##### PASSAGE PROVIDED

Melanoma vaccine trial raises eyebrows

By Kate McDonald
Friday, 21 July, 2006


Professor Peter Hersey is a well-known expert in the field of melanoma research in the country with the world's highest rates of skin cancer: good old sun-drenched Australia.

Interested in using vaccines for the treatment of melanoma, he has developed a vaccine based on the melanoma cell line that was trialed in patients with stages II and III of the disease. Unfortunately, the results from that trial were not found to be statistically significant.

However, a collaboration with Adelaide breast cancer surgeon Brendon Coventry to trial the vaccine in patients with stage IV melanoma, the final and usually fatal stage, has led to some surprising results.

So good are those results - three patients have achieved complete remission, almost unheard of in sufferers of this disease - that the project is now looking for commercial partners to further develop the treatment.

Dr Elaine Stead, commercial development manager with Adelaide Research & Innovation, the commercialisation arm of the University of Adelaide, said while the project is only in its earliest phases, it comes with a few advantages that might interest potential partners. "There are a couple of advantages to the history of this vaccine," Stead says. "Because it has gone through Phase 1 and Phase II t trials in stage II and stage III patients we don't have to start from scratch and the development costs and timeline will be reduced.

"We've done the pilot study and because the safety and toxicity studies have already been undertaken in previous trials, we hope to move straight into a phase II trial.

"What we are looking for is a partner with an interest in oncology or vaccines and some capability in that area to partner us to take this through to phase II trials and confirm that the results we have seen in our pilot study are true and are going to be reflected in a broad, multi-centre clinical trial."

Stead says Hersey has been researching melanoma vaccines for a number of years but was disappointed at the results in his stage II and III patients. However, the collaboration with Coventry has been serendipitous to say the least.

"[Coventry] had a lot of stage IV melanoma patients who he was treating and there really wasn't much he could offer them," she says. "Their cancers had metastasised to their organs and the only treatment option for them was chemotherapy and radiotherapy. All that really does is prolong their lives for a couple of months - generally three to nine months depending on the type of substage."

Coventry asked Hersey if he could try the vaccine in his stage IV patients, who had very little to lose, after all.

"He has administered the vaccine to 20 patients so far and what he has seen is pretty amazing - there have been three cases of complete remission, or 15 per cent of the study group.

"The half-study statistics show that 80 per cent of patients had some response, whether that was a reduction in tumour size of a slowing down of tumour progression or complete regression.

"The mean survival rate was 10 months, which doesn't sound that significant to start with but that was only the half-way point. The three patients who went into complete regression are still with us now and we are five years into the trial."

Stead says the melanoma cell line was derived from a patient and then infected with vaccinia virus, the one used in the smallpox vaccine.

"The virus lyses the melanoma cell line and it's essentially that crude lysate which is used as the vaccine. There are a lot of theories as to why it works but we don't know what the precise mechanism of action is yet but we are planning studies to investigate this next.

"Generally speaking we think that the vaccinia virus antigens elicit the immune response. Combined with the antigens from the melanoma cell line which directs the immune response to target the melanoma cells and effectively eliminate or reduce the number of these cells."

##########

- **WHAT TO DO**:
Return the part of the melanoma vaccine article starting with "Dr Elaine Stead, commercial" and going on through "will be reduced.", copied exactly. The records that come next are drawn from a separate source and are unrelated to the melanoma vaccine article.

##### DATA SHOWN

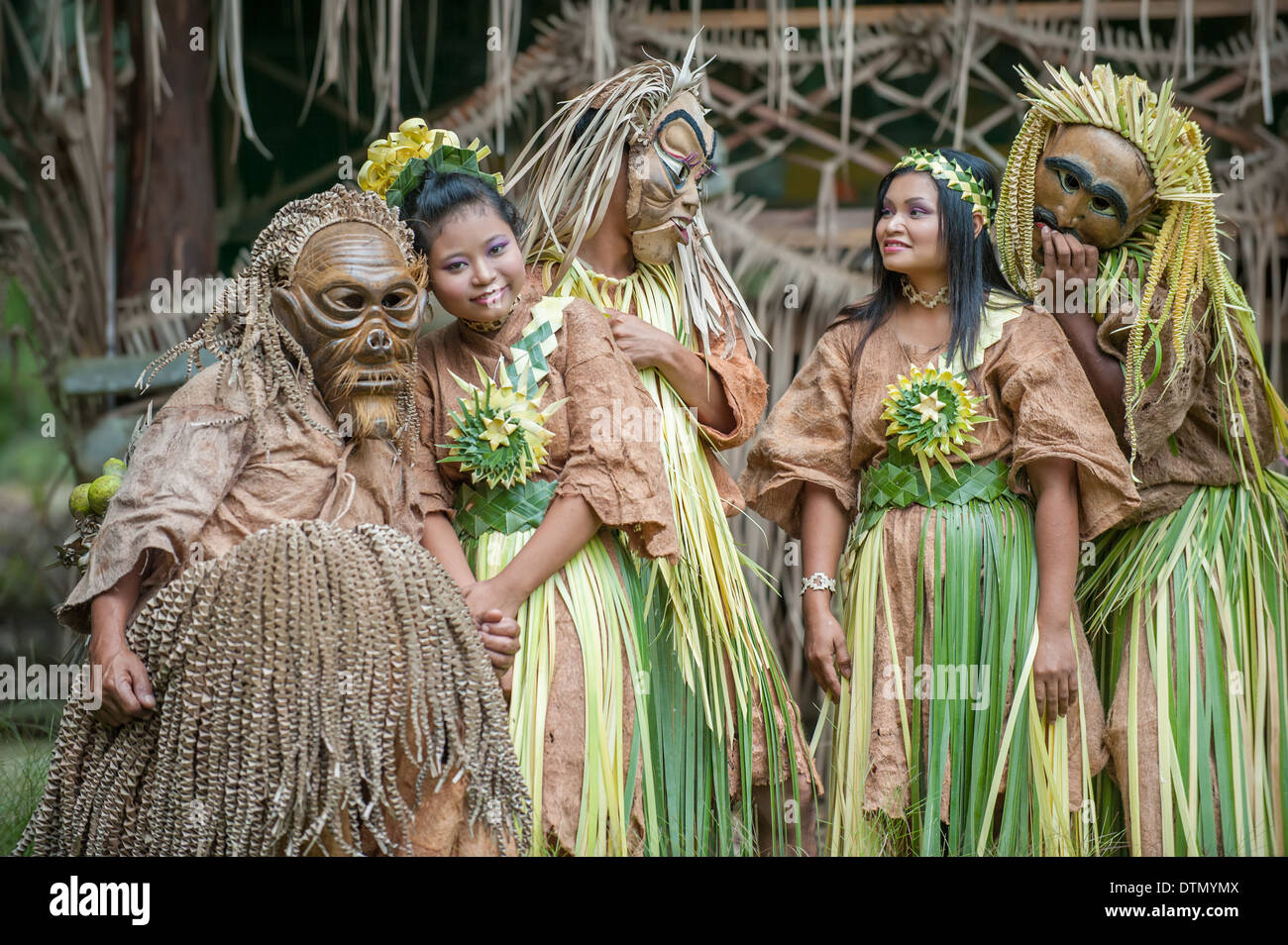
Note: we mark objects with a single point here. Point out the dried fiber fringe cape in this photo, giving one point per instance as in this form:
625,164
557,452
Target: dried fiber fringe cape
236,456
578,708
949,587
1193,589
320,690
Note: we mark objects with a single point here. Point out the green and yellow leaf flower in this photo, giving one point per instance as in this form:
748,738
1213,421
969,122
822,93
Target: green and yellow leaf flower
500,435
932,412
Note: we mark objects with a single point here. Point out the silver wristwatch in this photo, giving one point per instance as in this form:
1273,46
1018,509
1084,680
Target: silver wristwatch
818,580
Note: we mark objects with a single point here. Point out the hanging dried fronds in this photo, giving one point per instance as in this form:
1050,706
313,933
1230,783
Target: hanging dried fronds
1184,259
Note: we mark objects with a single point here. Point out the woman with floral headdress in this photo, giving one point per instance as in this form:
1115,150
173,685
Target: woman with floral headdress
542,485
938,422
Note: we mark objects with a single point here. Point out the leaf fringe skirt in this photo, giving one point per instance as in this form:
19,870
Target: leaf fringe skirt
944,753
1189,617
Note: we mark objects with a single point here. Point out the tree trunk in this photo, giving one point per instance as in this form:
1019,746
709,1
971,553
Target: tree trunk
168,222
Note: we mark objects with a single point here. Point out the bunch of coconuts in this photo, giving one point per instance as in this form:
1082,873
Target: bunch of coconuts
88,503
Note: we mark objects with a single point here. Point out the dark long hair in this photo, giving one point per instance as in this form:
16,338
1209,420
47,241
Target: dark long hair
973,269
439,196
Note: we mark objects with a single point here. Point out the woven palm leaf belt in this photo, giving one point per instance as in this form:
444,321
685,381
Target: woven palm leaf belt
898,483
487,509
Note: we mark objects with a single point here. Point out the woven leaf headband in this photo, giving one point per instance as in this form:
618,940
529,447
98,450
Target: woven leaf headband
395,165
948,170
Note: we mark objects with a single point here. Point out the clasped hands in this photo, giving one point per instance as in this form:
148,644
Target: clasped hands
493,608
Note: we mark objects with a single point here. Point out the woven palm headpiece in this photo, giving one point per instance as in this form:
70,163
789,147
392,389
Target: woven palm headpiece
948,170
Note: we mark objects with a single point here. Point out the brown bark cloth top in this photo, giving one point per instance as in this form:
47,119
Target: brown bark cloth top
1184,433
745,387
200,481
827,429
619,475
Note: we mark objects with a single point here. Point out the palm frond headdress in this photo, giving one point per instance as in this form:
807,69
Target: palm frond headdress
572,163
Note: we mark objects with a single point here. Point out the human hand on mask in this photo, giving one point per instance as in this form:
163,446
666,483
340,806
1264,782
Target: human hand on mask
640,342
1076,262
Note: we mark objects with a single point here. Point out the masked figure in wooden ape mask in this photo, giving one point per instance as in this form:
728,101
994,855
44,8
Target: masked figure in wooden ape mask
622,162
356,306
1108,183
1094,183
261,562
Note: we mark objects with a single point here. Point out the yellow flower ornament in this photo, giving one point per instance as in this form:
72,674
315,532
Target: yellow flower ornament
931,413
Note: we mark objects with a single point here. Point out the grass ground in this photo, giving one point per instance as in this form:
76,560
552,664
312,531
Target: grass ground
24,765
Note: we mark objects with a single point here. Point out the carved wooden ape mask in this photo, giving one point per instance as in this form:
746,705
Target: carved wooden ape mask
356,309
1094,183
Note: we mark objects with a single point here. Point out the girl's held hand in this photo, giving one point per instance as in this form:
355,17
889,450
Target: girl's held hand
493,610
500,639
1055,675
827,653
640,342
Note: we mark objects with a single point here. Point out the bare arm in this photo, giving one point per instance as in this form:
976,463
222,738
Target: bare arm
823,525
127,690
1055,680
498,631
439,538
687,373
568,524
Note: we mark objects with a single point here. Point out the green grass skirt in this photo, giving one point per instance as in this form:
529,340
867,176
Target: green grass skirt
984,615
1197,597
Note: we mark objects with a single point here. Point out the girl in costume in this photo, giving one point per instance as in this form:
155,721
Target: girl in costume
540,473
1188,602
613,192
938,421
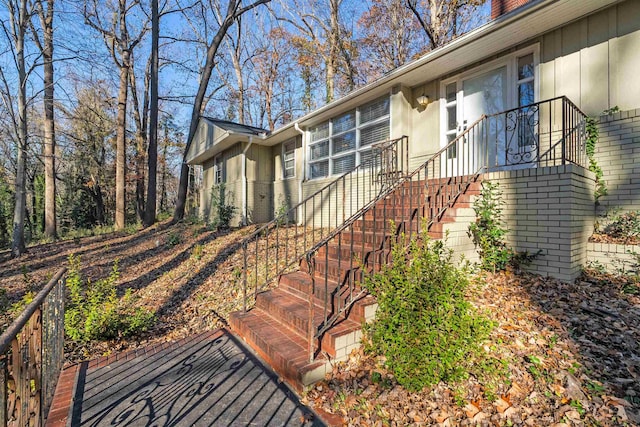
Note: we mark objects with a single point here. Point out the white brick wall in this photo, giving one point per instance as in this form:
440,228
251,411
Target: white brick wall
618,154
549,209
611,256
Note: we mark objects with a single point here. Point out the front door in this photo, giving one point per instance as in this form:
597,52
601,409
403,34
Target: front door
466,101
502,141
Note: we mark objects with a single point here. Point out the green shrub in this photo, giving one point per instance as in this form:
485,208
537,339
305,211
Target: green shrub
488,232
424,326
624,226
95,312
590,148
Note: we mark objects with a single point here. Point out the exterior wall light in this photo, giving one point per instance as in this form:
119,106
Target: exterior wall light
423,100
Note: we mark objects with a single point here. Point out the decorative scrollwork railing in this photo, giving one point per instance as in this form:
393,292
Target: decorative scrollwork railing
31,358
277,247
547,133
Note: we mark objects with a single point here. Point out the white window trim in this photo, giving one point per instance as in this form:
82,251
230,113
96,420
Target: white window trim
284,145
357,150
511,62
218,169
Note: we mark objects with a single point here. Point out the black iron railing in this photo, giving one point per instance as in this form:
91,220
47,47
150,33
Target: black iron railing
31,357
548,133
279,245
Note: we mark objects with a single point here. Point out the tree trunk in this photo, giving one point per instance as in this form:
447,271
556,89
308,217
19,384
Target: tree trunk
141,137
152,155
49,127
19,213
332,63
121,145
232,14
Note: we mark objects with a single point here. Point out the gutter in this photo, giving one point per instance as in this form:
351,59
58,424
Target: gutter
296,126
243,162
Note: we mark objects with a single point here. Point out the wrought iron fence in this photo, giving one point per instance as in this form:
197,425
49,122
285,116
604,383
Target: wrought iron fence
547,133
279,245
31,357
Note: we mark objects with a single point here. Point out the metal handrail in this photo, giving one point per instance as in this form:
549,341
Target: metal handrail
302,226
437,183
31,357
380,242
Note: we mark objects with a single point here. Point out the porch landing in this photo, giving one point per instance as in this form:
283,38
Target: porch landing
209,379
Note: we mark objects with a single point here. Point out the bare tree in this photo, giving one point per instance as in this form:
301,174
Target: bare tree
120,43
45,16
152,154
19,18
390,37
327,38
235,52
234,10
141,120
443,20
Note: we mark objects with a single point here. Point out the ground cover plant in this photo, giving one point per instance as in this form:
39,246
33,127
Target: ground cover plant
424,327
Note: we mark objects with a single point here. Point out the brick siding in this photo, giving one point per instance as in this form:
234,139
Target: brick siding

##########

- **OUTPUT**:
Dr Elaine Stead, commercial development manager with Adelaide Research & Innovation, the commercialisation arm of the University of Adelaide, said while the project is only in its earliest phases, it comes with a few advantages that might interest potential partners. "There are a couple of advantages to the history of this vaccine," Stead says. "Because it has gone through Phase 1 and Phase II t trials in stage II and stage III patients we don't have to start from scratch and the development costs and timeline will be reduced.